» **To do**
Where a line in the records holds "leaf", count it once; return only the final number.

*** Data records Section Begins ***

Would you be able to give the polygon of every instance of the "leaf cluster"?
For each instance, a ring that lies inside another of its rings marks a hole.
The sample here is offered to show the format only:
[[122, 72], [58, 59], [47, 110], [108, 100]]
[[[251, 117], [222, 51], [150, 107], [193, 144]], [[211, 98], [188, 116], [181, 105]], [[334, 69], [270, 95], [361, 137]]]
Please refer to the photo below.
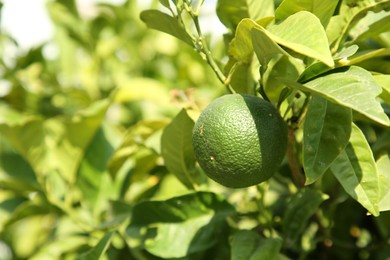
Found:
[[[50, 1], [55, 38], [16, 56], [2, 32], [1, 259], [389, 255], [390, 1], [219, 0], [213, 45], [206, 4], [86, 17]], [[289, 126], [278, 172], [246, 189], [209, 180], [192, 150], [226, 92]]]

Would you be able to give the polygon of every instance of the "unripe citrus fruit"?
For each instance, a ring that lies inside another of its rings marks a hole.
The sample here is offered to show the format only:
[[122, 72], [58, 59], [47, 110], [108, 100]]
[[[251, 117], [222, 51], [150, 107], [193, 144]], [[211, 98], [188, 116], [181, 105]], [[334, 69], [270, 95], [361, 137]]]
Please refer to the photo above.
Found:
[[217, 98], [192, 132], [195, 156], [206, 174], [231, 188], [269, 179], [287, 148], [287, 126], [271, 103], [254, 95]]

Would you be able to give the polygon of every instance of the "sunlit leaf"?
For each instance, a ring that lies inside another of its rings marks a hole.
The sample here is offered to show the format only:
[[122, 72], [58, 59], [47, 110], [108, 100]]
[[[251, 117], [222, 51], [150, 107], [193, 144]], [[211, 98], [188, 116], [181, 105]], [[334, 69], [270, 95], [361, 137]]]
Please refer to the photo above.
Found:
[[318, 59], [329, 67], [334, 66], [324, 27], [312, 13], [297, 12], [283, 22], [269, 26], [267, 30], [278, 44]]
[[89, 238], [82, 234], [72, 234], [69, 236], [60, 236], [56, 240], [51, 240], [36, 252], [30, 259], [59, 259], [64, 257], [67, 253], [77, 252], [88, 244]]
[[[47, 120], [26, 118], [24, 122], [0, 123], [0, 133], [30, 163], [38, 180], [74, 184], [85, 149], [94, 137], [108, 107], [106, 100], [79, 111], [74, 116]], [[41, 183], [42, 185], [42, 183]]]
[[316, 181], [348, 144], [351, 109], [314, 96], [303, 126], [303, 167], [306, 184]]
[[[254, 48], [260, 62], [266, 64], [271, 56], [286, 54], [277, 45], [279, 44], [294, 52], [318, 59], [329, 67], [334, 65], [325, 31], [318, 18], [309, 12], [298, 12], [280, 24], [268, 26], [267, 29], [251, 19], [244, 19], [240, 25], [241, 28], [237, 31], [239, 38], [236, 36], [234, 44], [238, 46], [239, 57], [242, 60], [247, 60]], [[251, 44], [249, 32], [254, 35], [253, 44], [256, 47]]]
[[337, 1], [334, 0], [284, 0], [275, 10], [276, 20], [284, 20], [299, 11], [309, 11], [316, 15], [324, 28], [328, 25]]
[[180, 26], [177, 19], [158, 10], [146, 10], [141, 13], [141, 20], [151, 28], [170, 34], [193, 46], [191, 36]]
[[[342, 49], [340, 52], [334, 54], [333, 59], [336, 62], [336, 67], [346, 66], [346, 63], [350, 63], [348, 58], [354, 55], [358, 51], [359, 47], [357, 45], [351, 45]], [[305, 71], [300, 75], [298, 81], [299, 82], [307, 82], [310, 79], [313, 79], [321, 74], [324, 74], [328, 71], [332, 70], [322, 62], [315, 62], [310, 64]]]
[[354, 66], [343, 68], [339, 72], [319, 77], [305, 85], [292, 83], [291, 86], [352, 108], [382, 125], [390, 125], [389, 118], [376, 100], [382, 89], [371, 74], [362, 68]]
[[261, 238], [254, 231], [240, 230], [231, 238], [232, 260], [277, 259], [282, 241], [275, 238]]
[[390, 75], [379, 74], [373, 76], [379, 86], [382, 87], [382, 93], [380, 97], [387, 103], [390, 104]]
[[221, 22], [235, 31], [239, 22], [244, 18], [259, 20], [266, 16], [272, 16], [274, 3], [272, 0], [218, 0], [217, 15]]
[[380, 57], [386, 57], [390, 55], [390, 48], [380, 48], [380, 49], [374, 49], [372, 51], [362, 51], [356, 53], [356, 55], [352, 56], [349, 61], [345, 62], [345, 65], [353, 65], [358, 64], [360, 62], [374, 59], [374, 58], [380, 58]]
[[267, 34], [262, 27], [256, 27], [251, 31], [253, 49], [262, 66], [267, 66], [268, 62], [277, 55], [290, 56]]
[[287, 246], [292, 246], [302, 235], [310, 217], [327, 198], [327, 195], [310, 188], [301, 189], [291, 197], [282, 226], [284, 243]]
[[369, 11], [388, 10], [390, 1], [372, 0], [372, 1], [343, 1], [340, 7], [339, 15], [331, 18], [329, 26], [326, 28], [329, 43], [333, 43], [333, 49], [336, 51], [347, 39], [348, 32], [353, 28]]
[[251, 19], [243, 19], [237, 26], [235, 38], [230, 44], [229, 55], [241, 63], [249, 63], [252, 60], [253, 46], [250, 31], [258, 26]]
[[183, 109], [172, 122], [165, 127], [161, 136], [161, 155], [166, 167], [187, 188], [196, 185], [195, 154], [192, 148], [192, 128], [194, 121]]
[[210, 192], [144, 201], [133, 208], [126, 235], [130, 244], [156, 256], [184, 257], [217, 243], [221, 225], [232, 214], [233, 207]]
[[[109, 171], [115, 175], [123, 164], [139, 151], [139, 147], [144, 147], [153, 136], [159, 137], [159, 131], [166, 125], [167, 120], [143, 120], [129, 128], [123, 142], [108, 162]], [[160, 153], [160, 149], [156, 149], [156, 152]]]
[[352, 35], [353, 42], [374, 39], [381, 33], [390, 31], [390, 13], [368, 13], [366, 17], [359, 21], [356, 27], [355, 35]]
[[374, 216], [379, 215], [379, 176], [371, 148], [362, 131], [353, 125], [345, 150], [330, 167], [345, 191]]

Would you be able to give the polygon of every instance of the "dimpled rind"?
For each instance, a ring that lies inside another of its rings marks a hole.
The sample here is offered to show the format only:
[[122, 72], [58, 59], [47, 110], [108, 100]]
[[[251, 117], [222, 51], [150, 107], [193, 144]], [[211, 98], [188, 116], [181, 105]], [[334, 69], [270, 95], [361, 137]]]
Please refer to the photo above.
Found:
[[199, 165], [211, 179], [244, 188], [278, 170], [287, 149], [287, 126], [268, 101], [229, 94], [201, 113], [192, 143]]

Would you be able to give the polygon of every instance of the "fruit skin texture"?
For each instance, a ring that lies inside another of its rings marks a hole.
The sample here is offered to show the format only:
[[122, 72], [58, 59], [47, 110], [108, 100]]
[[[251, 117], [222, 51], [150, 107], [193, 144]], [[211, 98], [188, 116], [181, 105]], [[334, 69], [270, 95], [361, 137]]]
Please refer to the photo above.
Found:
[[287, 149], [287, 125], [271, 103], [254, 95], [217, 98], [192, 132], [195, 156], [214, 181], [244, 188], [269, 179]]

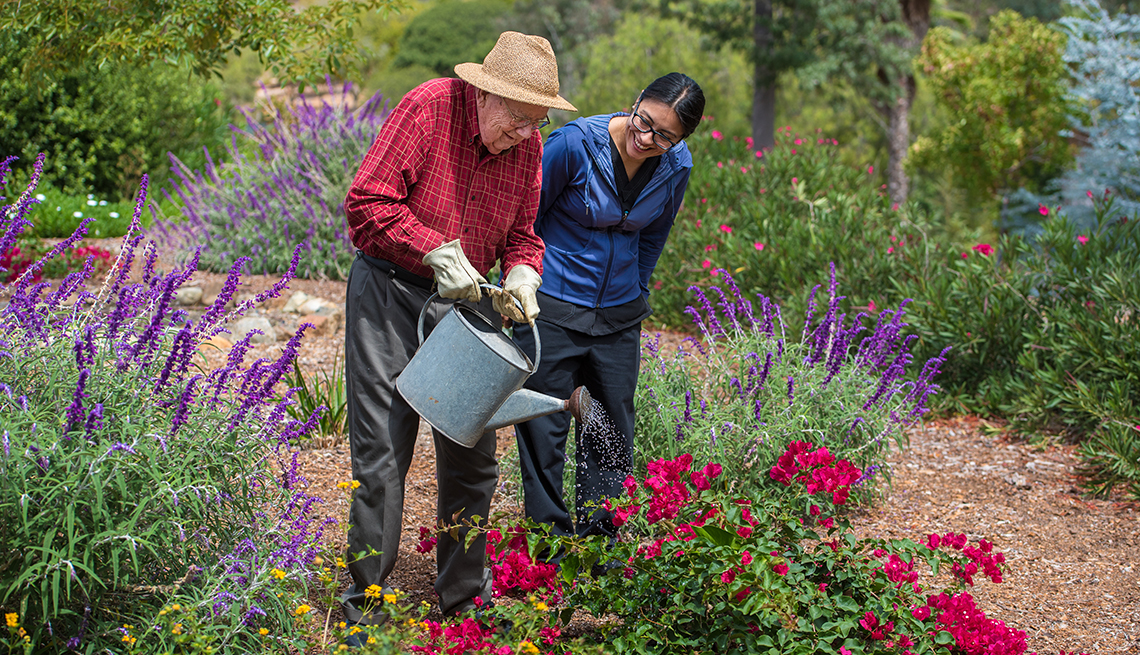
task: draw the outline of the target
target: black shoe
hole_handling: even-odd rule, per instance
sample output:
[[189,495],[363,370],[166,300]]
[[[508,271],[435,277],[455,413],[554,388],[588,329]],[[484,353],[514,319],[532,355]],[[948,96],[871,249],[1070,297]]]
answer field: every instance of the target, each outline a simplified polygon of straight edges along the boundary
[[[465,614],[469,614],[469,613],[474,612],[475,620],[478,621],[480,625],[483,625],[485,627],[487,625],[487,620],[485,620],[484,617],[487,613],[490,612],[490,610],[494,609],[494,607],[495,607],[494,601],[486,600],[486,601],[483,601],[482,605],[476,605],[474,600],[469,600],[466,603],[463,603],[459,607],[455,608],[451,612],[448,612],[446,616],[448,616],[448,617],[460,617],[460,616],[463,616]],[[508,621],[507,619],[504,619],[501,617],[487,617],[487,618],[494,622],[494,627],[492,628],[491,631],[502,634],[502,636],[504,636],[504,637],[509,635],[511,633],[511,630],[513,630],[515,627],[515,624],[513,621]]]
[[621,566],[622,566],[621,562],[619,562],[617,560],[612,560],[612,559],[610,561],[606,562],[605,564],[594,564],[593,566],[590,567],[590,577],[591,578],[603,578],[606,576],[607,573],[609,573],[610,571],[612,571],[614,569],[621,568]]
[[[362,623],[349,623],[348,636],[344,638],[344,645],[351,649],[364,648],[364,644],[368,642],[368,632],[365,631],[365,626]],[[359,632],[353,632],[353,628],[360,628]]]

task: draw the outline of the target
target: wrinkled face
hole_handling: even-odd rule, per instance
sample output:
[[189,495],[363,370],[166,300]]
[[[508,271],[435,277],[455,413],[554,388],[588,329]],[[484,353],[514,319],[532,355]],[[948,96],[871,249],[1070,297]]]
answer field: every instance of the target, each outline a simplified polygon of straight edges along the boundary
[[685,128],[669,105],[644,98],[626,121],[625,152],[632,159],[648,159],[663,154],[684,138]]
[[517,146],[546,121],[547,108],[508,100],[483,90],[476,92],[479,137],[492,155]]

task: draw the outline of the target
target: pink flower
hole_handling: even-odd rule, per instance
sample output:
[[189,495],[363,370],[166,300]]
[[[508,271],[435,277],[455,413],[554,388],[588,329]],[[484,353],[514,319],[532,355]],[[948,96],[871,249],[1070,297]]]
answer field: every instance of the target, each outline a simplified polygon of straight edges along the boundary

*** Data records Section Ends ***

» **Task output**
2